Short task >>
In the records below, locate the line containing "Please place a point on the rushing", then extract it and all following lines exactly, ending with the last line.

Dataset >>
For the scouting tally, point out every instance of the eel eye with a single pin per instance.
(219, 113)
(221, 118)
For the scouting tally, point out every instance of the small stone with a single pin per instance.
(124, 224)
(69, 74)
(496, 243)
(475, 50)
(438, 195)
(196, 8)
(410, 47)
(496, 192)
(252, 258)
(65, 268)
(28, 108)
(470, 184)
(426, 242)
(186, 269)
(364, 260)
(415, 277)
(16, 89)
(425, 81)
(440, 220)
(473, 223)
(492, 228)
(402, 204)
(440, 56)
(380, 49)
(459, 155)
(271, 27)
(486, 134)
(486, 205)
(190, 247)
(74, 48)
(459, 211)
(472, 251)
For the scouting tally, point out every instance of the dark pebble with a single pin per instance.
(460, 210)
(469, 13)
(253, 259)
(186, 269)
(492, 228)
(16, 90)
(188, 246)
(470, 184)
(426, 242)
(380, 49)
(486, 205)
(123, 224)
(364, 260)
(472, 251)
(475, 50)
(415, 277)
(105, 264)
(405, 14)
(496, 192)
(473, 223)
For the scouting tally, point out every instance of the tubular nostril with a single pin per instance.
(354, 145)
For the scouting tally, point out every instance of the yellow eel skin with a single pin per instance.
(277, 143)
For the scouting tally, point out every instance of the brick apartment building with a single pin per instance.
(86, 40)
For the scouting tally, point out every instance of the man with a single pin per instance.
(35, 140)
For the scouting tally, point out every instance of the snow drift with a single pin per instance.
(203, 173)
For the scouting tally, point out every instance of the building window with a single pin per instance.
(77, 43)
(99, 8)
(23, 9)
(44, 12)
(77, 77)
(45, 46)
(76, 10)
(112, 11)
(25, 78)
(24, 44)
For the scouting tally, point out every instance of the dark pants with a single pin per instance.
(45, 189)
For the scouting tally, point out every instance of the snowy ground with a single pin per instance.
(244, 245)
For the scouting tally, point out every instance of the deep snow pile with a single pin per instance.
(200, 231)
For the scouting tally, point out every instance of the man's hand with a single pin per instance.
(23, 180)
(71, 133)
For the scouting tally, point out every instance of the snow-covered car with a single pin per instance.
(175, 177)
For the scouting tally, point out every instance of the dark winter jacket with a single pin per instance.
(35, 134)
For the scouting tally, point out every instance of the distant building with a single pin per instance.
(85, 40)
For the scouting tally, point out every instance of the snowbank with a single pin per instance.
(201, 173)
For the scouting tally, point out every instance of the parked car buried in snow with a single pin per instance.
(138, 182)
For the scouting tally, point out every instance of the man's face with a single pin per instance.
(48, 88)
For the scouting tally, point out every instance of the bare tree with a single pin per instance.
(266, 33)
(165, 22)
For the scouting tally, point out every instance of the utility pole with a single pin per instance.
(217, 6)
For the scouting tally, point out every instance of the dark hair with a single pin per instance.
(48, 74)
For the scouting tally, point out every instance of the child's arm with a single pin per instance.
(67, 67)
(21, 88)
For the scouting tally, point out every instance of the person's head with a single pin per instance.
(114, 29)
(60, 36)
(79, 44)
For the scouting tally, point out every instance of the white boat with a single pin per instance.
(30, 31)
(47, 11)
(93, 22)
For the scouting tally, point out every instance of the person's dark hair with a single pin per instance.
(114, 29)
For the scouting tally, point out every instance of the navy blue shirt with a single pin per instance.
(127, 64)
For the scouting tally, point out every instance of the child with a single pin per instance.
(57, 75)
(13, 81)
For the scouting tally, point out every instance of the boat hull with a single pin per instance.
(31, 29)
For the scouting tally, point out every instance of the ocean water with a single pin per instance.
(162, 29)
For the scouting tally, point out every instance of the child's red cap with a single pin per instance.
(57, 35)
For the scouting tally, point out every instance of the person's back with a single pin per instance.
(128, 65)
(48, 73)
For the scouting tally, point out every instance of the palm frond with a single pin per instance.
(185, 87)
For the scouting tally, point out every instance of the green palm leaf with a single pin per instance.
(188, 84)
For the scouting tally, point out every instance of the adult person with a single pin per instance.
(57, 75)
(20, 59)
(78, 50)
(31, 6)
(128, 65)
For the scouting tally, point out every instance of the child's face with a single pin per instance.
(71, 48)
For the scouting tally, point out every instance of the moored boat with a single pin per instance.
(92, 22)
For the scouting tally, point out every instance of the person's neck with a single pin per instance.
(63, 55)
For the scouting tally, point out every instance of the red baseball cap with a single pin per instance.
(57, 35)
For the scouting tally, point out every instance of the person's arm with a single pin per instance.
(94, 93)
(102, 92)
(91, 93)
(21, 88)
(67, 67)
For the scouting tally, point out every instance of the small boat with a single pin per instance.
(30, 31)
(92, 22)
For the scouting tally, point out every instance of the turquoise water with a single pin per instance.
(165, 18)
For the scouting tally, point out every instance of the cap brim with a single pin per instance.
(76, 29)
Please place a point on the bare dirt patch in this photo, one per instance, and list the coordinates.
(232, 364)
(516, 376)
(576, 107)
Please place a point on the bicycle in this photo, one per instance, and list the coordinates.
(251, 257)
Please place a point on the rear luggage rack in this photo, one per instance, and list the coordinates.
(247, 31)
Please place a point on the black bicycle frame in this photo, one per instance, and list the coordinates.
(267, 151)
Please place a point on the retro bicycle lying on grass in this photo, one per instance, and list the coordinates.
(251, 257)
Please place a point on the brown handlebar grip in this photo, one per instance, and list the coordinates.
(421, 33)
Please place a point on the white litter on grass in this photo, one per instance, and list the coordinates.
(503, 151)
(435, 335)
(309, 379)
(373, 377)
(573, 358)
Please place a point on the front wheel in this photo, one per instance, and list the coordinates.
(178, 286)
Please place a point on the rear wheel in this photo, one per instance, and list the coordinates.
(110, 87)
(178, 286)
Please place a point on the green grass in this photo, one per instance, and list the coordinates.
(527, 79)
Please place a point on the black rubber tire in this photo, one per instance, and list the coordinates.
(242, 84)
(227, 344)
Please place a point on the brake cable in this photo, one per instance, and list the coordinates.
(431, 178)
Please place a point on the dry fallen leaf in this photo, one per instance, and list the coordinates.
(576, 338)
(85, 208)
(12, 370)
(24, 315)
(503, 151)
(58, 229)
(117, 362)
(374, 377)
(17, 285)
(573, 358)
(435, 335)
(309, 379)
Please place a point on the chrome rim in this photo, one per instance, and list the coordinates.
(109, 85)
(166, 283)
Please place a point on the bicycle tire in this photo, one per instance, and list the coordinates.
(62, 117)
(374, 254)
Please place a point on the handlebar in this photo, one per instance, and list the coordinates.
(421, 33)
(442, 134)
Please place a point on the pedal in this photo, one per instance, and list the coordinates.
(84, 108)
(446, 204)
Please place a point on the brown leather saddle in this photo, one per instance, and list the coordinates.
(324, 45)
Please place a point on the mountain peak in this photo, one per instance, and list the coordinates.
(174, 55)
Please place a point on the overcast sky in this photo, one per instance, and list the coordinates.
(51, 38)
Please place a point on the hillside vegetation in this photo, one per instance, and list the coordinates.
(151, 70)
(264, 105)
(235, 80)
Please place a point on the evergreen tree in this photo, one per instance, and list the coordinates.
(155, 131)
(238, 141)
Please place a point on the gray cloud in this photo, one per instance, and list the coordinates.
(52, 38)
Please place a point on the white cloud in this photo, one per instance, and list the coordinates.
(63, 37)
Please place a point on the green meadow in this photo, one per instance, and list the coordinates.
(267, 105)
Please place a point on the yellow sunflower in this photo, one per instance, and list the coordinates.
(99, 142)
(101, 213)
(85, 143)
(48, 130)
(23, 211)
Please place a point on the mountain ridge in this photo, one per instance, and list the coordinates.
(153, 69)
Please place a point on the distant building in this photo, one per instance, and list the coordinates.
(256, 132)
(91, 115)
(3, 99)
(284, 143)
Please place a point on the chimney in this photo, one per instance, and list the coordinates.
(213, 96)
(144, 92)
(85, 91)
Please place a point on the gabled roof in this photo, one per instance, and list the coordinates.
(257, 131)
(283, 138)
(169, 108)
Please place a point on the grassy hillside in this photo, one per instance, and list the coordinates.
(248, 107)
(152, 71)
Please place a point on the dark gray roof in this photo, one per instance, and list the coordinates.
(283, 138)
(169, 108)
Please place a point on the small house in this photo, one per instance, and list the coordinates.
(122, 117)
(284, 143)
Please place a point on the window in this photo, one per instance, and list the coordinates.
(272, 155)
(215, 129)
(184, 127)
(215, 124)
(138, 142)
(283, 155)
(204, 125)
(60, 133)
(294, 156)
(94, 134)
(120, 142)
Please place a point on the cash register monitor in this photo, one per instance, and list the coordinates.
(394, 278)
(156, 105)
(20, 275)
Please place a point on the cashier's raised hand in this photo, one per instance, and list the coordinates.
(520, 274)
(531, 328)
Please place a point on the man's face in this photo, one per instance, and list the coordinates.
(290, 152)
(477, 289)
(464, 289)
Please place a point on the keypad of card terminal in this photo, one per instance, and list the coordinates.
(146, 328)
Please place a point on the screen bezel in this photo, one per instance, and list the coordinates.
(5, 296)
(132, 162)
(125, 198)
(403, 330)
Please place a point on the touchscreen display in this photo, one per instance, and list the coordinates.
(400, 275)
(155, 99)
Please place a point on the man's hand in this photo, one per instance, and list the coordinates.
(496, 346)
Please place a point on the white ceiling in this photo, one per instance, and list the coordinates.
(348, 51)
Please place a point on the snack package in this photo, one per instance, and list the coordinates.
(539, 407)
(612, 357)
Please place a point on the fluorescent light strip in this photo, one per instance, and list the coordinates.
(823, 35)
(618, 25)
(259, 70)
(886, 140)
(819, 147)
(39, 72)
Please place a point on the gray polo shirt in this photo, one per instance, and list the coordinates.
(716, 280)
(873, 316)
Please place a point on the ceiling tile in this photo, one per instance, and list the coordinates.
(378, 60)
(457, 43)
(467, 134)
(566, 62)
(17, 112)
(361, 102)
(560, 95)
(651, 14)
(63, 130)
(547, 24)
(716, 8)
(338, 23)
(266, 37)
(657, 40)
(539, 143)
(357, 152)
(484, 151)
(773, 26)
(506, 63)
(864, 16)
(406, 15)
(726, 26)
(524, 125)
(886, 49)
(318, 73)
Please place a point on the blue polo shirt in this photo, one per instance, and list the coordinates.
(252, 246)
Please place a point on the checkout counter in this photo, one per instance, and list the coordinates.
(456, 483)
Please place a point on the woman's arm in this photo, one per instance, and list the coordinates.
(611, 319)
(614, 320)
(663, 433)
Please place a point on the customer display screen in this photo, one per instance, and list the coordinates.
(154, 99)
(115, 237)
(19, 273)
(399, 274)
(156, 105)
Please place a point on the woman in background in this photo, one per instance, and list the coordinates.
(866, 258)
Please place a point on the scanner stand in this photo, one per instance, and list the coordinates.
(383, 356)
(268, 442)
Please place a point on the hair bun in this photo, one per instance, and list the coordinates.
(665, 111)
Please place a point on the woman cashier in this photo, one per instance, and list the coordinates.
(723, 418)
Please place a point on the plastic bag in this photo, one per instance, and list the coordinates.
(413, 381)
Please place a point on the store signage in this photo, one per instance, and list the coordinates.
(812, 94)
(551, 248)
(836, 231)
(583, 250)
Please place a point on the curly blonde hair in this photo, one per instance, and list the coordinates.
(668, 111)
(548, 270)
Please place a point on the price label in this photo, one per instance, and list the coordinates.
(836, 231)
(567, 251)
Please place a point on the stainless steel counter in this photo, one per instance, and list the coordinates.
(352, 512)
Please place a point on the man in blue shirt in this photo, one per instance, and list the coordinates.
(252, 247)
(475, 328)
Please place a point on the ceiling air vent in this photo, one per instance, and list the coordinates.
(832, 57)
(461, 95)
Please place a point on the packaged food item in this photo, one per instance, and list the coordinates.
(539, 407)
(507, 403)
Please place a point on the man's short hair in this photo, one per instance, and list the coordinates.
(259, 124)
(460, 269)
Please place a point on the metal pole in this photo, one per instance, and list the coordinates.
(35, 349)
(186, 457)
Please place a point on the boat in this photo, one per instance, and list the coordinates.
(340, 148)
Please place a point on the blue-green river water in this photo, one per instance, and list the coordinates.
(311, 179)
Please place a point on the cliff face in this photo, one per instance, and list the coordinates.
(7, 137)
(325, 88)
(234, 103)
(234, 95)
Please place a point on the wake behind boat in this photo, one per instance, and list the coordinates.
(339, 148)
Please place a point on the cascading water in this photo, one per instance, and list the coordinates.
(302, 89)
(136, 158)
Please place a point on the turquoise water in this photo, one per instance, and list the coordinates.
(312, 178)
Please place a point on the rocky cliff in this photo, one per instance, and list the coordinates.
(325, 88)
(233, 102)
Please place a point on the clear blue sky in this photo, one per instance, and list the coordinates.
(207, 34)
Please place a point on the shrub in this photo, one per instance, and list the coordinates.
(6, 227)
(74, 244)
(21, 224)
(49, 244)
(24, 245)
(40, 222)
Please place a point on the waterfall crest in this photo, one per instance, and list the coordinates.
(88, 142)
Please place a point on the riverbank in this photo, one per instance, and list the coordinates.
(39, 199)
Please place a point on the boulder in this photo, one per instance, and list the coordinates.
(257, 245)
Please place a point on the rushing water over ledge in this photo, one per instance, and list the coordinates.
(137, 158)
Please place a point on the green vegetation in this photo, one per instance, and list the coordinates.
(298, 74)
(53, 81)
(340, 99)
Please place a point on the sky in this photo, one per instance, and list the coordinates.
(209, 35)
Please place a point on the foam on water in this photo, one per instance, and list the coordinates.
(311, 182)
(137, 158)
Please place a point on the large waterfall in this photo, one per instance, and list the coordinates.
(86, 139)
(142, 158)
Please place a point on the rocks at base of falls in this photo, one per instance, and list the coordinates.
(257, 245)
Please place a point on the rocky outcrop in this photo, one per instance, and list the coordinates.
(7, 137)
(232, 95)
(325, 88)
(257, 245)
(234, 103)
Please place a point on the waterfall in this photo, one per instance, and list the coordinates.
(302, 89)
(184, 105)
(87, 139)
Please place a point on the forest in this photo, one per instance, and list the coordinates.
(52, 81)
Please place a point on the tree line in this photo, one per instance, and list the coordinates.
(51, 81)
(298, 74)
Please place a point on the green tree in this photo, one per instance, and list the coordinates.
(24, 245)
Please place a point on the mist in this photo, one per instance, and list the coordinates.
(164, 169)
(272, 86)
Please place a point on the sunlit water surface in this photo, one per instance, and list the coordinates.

Expected answer >>
Please place a point on the rushing water over ledge in this photo, one per instance, and list the coordinates.
(137, 158)
Please place a point on the green vegetation in this photo, one per instance, and list the coordinates.
(298, 74)
(53, 81)
(340, 99)
Please place a point on the sky in this photo, one per instance, and list the coordinates.
(209, 35)
Please place a point on the foam on water in this photo, one per instance, and list the coordinates.
(311, 182)
(137, 158)
Please place a point on the large waterfall in this photo, one per instance, and list the coordinates.
(86, 139)
(142, 158)
Please place a point on the rocks at base of falls in this photo, one per instance, and list the coordinates.
(257, 245)
Please place a point on the rocky outcrop in this photo, one per instance, and list the coordinates.
(7, 137)
(232, 95)
(325, 88)
(257, 245)
(234, 103)
Please place a point on the waterfall in this photo, one per instance, and list the coordinates.
(302, 89)
(184, 105)
(87, 139)
Please place a point on the forest in this photo, one per instance, and list the coordinates.
(52, 81)
Please place a point on the tree line in this photo, one per instance, and list the coordinates.
(51, 81)
(298, 74)
Please place a point on the green tree in this photo, one per instance, and list the coordinates.
(24, 245)
Please place a point on the mist in this photo, one per instance, and list the coordinates.
(164, 169)
(272, 86)
Please place a point on the sunlit water surface in this photo, one per instance, and list the coordinates.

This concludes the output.